That evening around 7pm I dropped by The Underground (the video arcade on the Berkeley campus, a whopping three blocks from my apartment) to see if they were open or if, as I suspected and was proven correct, they're closed for the week for Spring break. Walking up to Sproul Plaza, I called Gypsy's on cellphone speeddial. "Gypsy's" "Yeah, tortellini marinara?" "Okay, ten minutes." Click. It's a tradition. He recognizes my voice and knows I won't be ordering anything else. It's just nice to give them a few minutes lead time so I can get in and get out.

Anyhow, they're two blocks away and I've got 10 minutes. It's a nice night on campus and I figure I'll wander around in the night air to burn off a few minutes. On Sproul Plaza I step up to the brim of Ludwig's Fountain and walk around the circle of the fountain slowly, twice. A small part inside me feels self-conscious that someone might be watching, wondering why I would be walking around in circles, and a slightly larger part squashes that part, surprised I would actually be that self-conscious.

__________________________________________________

__Exercise description__
Reproduce word for word the stretch of the Berkeley evening-walk passage starting with "Anyhow, they're two" and going on through "be that self-conscious.".

__Extracted entries__
__________________________________________________

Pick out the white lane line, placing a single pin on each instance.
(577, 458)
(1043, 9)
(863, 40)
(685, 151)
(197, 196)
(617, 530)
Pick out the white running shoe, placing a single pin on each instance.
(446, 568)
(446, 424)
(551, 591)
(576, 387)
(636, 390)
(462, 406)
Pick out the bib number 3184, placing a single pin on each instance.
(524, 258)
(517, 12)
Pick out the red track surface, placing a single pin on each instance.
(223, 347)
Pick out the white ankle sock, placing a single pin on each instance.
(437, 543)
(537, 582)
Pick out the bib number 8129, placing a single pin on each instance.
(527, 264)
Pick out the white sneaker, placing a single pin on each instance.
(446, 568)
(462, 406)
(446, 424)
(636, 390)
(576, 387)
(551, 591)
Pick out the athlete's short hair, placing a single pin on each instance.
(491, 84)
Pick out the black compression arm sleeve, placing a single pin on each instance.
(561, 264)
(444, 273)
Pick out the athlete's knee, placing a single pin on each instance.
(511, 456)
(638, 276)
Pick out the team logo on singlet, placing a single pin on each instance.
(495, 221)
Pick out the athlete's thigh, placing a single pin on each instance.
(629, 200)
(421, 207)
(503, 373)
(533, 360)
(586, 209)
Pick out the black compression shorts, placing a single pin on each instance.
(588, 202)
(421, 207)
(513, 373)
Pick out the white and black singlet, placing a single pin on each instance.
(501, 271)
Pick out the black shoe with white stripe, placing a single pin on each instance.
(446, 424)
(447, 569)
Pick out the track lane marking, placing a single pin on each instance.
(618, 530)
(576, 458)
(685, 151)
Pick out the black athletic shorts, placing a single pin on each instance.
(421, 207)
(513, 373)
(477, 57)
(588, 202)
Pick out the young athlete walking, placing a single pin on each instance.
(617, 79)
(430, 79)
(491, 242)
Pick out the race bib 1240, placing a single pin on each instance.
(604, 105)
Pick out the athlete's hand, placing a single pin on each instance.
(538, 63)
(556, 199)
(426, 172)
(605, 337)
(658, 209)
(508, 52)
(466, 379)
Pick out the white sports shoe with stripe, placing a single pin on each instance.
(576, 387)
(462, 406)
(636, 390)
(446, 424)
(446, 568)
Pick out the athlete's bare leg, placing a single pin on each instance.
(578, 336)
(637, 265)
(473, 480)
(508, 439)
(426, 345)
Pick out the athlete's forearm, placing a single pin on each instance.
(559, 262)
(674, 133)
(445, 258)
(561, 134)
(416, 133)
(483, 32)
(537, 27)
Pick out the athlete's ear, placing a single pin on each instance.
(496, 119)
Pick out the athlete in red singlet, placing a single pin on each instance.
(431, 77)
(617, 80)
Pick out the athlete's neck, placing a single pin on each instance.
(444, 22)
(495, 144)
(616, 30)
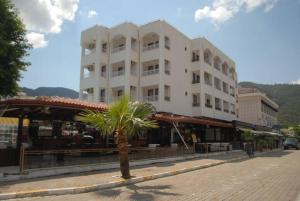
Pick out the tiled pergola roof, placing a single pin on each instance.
(55, 102)
(170, 118)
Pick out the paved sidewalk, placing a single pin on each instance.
(101, 177)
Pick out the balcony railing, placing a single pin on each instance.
(117, 73)
(194, 59)
(103, 74)
(167, 98)
(196, 104)
(88, 75)
(218, 108)
(150, 72)
(118, 49)
(150, 98)
(102, 98)
(208, 105)
(150, 47)
(195, 81)
(208, 82)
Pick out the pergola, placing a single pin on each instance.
(44, 108)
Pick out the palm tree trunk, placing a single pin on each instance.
(123, 153)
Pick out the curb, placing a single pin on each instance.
(121, 182)
(46, 172)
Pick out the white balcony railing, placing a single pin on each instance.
(150, 47)
(103, 74)
(102, 98)
(118, 49)
(88, 75)
(117, 73)
(150, 72)
(150, 98)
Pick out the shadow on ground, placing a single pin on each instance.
(4, 185)
(138, 192)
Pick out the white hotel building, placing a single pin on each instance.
(158, 64)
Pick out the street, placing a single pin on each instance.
(273, 176)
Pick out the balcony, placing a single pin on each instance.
(151, 46)
(150, 72)
(118, 73)
(167, 98)
(117, 49)
(196, 81)
(196, 104)
(208, 105)
(152, 98)
(88, 75)
(218, 108)
(102, 99)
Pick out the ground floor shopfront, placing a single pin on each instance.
(52, 138)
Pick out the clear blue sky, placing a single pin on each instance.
(264, 45)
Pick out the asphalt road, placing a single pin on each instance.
(273, 176)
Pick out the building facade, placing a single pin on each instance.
(256, 108)
(158, 64)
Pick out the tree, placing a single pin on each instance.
(13, 49)
(124, 118)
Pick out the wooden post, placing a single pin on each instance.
(20, 136)
(21, 162)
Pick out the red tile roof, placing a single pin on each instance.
(193, 120)
(56, 102)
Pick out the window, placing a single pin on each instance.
(133, 44)
(208, 78)
(218, 103)
(208, 100)
(217, 83)
(133, 68)
(120, 93)
(104, 47)
(167, 93)
(167, 67)
(133, 92)
(196, 77)
(150, 68)
(196, 100)
(225, 68)
(232, 110)
(195, 56)
(217, 63)
(167, 42)
(225, 106)
(103, 71)
(102, 95)
(225, 87)
(232, 91)
(207, 57)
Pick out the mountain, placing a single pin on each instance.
(51, 91)
(287, 96)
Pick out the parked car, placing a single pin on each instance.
(291, 143)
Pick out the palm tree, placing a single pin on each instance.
(124, 118)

__________________________________________________

__Solution to this problem__
Anyhow, they're two blocks away and I've got 10 minutes. It's a nice night on campus and I figure I'll wander around in the night air to burn off a few minutes. On Sproul Plaza I step up to the brim of Ludwig's Fountain and walk around the circle of the fountain slowly, twice. A small part inside me feels self-conscious that someone might be watching, wondering why I would be walking around in circles, and a slightly larger part squashes that part, surprised I would actually be that self-conscious.